Marius Vazeilles, grand homme barbu

J’ai retrouvé tout à l’heure un texte qu’un homme vivant sur le plateau de Millevaches m’avait demandé, dans le cadre d’un hommage à Marius Vazeilles. Vous jugerez. Il s’agit d’un court souvenir. Vazeilles, né en 1881, avait donc 87 ans l’année où je l’ai rencontré. Il m’a marqué, c’est le moins que je puisse écrire. Forestier de génie – certes, d’une autre époque -, il a conduit une partie du reboisement de ce plateau corrézien qui n’évoque pas 1 000 bovins, mais autre chose. Quoi ? Le géographe Onésime Reclus, frère de mon anarchiste adoré Élisée, penchait pour un calembour antique involontaire, appuyé sur un jeu de syllabes néo-latines. Plus vraisemblablement, Millevaches désigne une montagne désolée. Vazeilles était aussi un archéologue prodigieux, bien qu’amateur. Par lui, grâce à ses gestes inlassables de laboureur du passé, la région de Meymac a retrouvé son histoire romaine, et mérovingienne. Moi qui vous écris en ce moment, j’ai tenu en main – sous sa scrupuleuse vigilance – les restes d’une épée du temps des centurions et de Rome l’impériale.

Ce n’est déjà pas mal. Mais Vazeilles était en outre un combattant social d’avant le grand désastre stalinien. Entre 1924 et 1928, lors que le parti communiste n’était pas encore couché devant les assassins, il fut un cadre important de ce mouvement. En 1936 encore, il était député communiste de Corrèze. Mais l’accord conclu en 1939 entre les deux grandes canailles du siècle passé – Staline et Hitler -, connu sous le nom de pacte germano-soviétique, le força à rompre. C’était une question d’honneur, voyez-vous ?

### DONNÉES EXTRAITES
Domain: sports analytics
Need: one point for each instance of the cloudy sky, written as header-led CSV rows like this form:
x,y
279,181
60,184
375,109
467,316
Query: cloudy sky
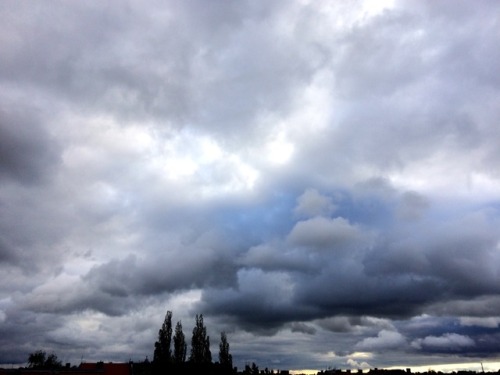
x,y
320,180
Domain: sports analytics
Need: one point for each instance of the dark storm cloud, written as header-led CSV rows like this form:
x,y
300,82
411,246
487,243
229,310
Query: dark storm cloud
x,y
27,151
308,176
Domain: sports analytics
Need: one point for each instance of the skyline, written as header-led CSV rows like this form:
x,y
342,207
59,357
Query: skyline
x,y
320,180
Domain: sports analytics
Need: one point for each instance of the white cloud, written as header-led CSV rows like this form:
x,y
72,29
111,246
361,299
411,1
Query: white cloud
x,y
385,340
448,341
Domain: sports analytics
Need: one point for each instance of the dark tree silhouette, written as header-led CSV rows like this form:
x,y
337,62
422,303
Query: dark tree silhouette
x,y
225,358
200,344
163,353
40,360
180,346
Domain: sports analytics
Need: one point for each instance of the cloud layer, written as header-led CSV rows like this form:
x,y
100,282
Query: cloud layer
x,y
321,181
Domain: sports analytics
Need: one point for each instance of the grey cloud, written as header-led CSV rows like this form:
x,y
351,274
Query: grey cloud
x,y
324,233
135,174
385,340
27,152
312,203
447,342
304,328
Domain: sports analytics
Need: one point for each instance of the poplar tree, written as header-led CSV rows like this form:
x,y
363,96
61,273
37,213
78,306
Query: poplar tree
x,y
163,353
225,359
180,346
200,343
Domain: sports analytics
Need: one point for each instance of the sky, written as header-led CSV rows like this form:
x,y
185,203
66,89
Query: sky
x,y
319,179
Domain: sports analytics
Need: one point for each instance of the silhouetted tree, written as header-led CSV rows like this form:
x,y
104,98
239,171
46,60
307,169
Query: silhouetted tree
x,y
200,343
255,369
225,358
163,353
39,360
180,346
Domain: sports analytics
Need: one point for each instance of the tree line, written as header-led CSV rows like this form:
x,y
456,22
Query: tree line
x,y
200,358
168,359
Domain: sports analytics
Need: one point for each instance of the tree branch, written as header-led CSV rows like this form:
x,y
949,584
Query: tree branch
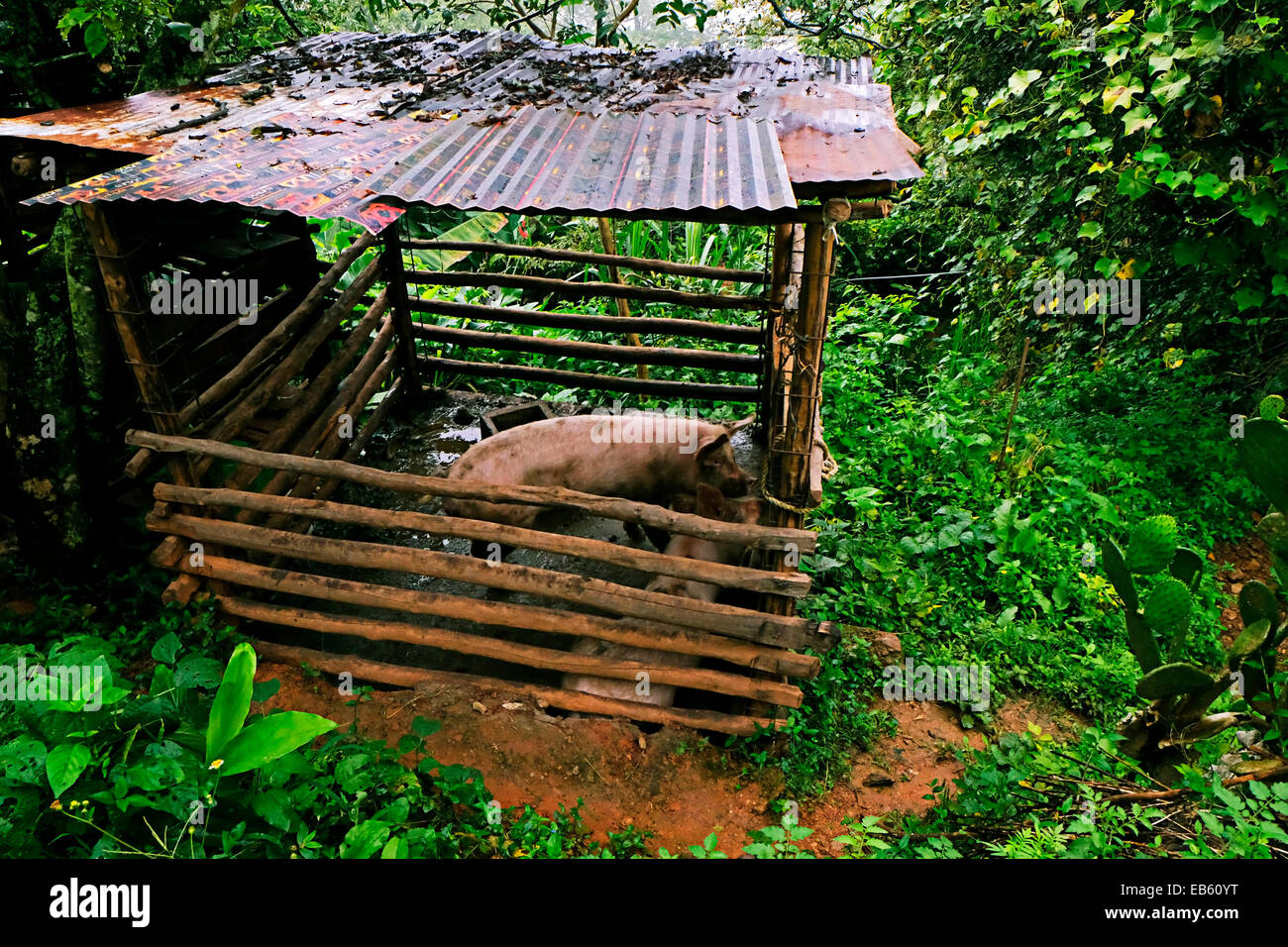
x,y
819,30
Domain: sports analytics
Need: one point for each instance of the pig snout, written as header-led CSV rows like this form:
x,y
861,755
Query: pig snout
x,y
719,468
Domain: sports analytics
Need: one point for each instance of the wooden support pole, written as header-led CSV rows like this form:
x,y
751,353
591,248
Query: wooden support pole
x,y
307,405
803,401
268,346
505,342
597,551
623,309
318,487
291,365
554,696
605,260
612,508
596,592
395,286
629,631
562,289
323,438
698,390
514,316
128,315
511,652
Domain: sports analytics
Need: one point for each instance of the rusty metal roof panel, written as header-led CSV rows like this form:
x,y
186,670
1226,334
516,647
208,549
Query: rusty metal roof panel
x,y
555,158
501,121
532,159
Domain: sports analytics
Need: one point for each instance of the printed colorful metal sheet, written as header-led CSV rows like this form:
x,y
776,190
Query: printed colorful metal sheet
x,y
496,121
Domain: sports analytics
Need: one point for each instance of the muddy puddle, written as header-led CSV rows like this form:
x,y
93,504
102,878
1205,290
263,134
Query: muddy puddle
x,y
426,441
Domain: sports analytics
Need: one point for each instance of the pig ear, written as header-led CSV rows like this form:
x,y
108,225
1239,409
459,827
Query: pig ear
x,y
709,502
708,445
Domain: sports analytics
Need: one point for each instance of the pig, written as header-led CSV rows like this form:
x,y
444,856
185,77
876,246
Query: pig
x,y
708,502
603,455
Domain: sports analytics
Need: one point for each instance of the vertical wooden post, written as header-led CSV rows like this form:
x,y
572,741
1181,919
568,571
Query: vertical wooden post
x,y
780,275
125,304
395,287
803,395
798,357
623,309
128,315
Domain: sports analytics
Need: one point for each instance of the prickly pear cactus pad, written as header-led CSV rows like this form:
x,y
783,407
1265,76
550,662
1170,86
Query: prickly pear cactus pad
x,y
1271,406
1153,545
1167,608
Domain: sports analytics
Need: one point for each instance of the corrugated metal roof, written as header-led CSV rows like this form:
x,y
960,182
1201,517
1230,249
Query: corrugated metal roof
x,y
535,158
500,121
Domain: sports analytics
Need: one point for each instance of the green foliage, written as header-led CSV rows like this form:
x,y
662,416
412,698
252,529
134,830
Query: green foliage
x,y
1103,141
832,722
1026,796
974,556
124,768
1180,690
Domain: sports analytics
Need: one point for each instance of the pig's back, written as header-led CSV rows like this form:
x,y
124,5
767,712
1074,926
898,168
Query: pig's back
x,y
566,453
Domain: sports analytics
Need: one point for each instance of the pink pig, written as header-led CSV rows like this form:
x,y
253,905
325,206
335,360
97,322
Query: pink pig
x,y
713,505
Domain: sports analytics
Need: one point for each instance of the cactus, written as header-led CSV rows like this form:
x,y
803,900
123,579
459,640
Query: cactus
x,y
1263,453
1158,622
1172,680
1167,612
1151,547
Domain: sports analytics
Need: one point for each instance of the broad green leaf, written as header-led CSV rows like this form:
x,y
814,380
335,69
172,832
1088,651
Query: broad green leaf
x,y
1248,298
365,839
95,39
1138,118
1021,80
166,647
1086,193
64,764
1210,185
1207,42
232,701
1173,179
1120,93
395,848
477,228
1133,182
1260,209
270,737
1170,85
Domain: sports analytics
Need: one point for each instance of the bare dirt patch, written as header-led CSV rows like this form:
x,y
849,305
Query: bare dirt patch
x,y
670,783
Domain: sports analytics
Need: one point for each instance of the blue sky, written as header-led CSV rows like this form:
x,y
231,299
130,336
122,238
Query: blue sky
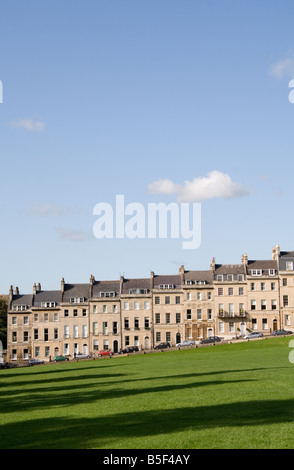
x,y
127,97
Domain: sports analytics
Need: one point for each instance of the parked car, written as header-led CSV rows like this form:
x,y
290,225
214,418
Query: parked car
x,y
61,358
211,339
129,349
105,353
165,345
82,356
254,334
35,362
282,332
186,342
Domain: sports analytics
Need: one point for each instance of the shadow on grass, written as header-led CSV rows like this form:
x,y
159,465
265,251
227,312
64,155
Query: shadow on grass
x,y
117,429
85,394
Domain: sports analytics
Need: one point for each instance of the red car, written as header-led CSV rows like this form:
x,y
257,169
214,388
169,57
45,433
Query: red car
x,y
105,353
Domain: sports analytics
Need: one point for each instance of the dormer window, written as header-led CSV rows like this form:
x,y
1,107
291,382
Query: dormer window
x,y
138,291
107,294
20,308
48,304
77,300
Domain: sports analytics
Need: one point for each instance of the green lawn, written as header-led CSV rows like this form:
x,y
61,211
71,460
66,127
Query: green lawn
x,y
225,396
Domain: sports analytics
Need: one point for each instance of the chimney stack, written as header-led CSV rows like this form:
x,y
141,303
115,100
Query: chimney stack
x,y
10,293
151,280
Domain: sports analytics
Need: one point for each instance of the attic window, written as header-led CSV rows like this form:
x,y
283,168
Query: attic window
x,y
107,294
138,291
256,272
20,308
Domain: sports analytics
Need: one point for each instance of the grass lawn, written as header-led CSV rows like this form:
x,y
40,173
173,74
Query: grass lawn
x,y
230,396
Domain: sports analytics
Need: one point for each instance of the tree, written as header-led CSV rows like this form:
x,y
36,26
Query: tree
x,y
3,321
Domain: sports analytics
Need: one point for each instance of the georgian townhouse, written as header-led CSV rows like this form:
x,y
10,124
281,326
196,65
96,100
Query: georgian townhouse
x,y
105,316
263,295
286,278
46,339
19,326
136,313
227,300
74,319
168,312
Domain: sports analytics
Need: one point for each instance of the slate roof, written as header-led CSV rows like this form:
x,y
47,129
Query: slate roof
x,y
229,269
264,265
199,276
47,296
76,291
140,283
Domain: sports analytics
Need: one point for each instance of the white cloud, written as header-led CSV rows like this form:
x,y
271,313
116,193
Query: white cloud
x,y
29,125
283,68
72,235
214,185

### CONSIGNES DE L'EXERCICE
1 > D'après l'extrait sur Marius Vazeilles, de quel département celui-ci était-il député communiste en 1936 ?
2 > Prolongez l'extrait sur Marius Vazeilles à la suite de sa dernière phrase.
Les lignes n'ont aucun rôle dans cet exercice.

### RÉPONSES PAR CONSIGNE
1 > De la Corrèze.

2 >
Bien que dégoûté par ce pacte immonde, Marius fut arrêté comme communiste, puis assigné à résidence par la droite – déjà – au pouvoir. Pendant la guerre, on le sait, ou plutôt, on ne le sait, les crapules staliniennes laissèrent tomber les héros éternels de la MOI, ceux de l’Affiche rouge, ceux du groupe Manouchian, ces jeunes étrangers qui tiraient à bout portant sur la soldatesque. Et comme ils ne pouvaient pardonner à ceux qui avaient remis en cause le dogme de l’infaillibilité de Staline, ils chassèrent Vazeilles de son parti, ignominieusement, en décembre 1944. Jeunes, cela ne vous dit rien du tout. Vieux, cela ne vous dit probablement pas davantage. Mais l’histoire est l’histoire. Thorez pouvait bien être ce froussard planqué en Russie pendant toute la guerre. Duclos pouvait bien être l’homme des basses besognes policières, dans l’Espagne républicaine de 1936 à 1939. Les dirigeants de l’après-guerre, c’était eux. Pas Marius.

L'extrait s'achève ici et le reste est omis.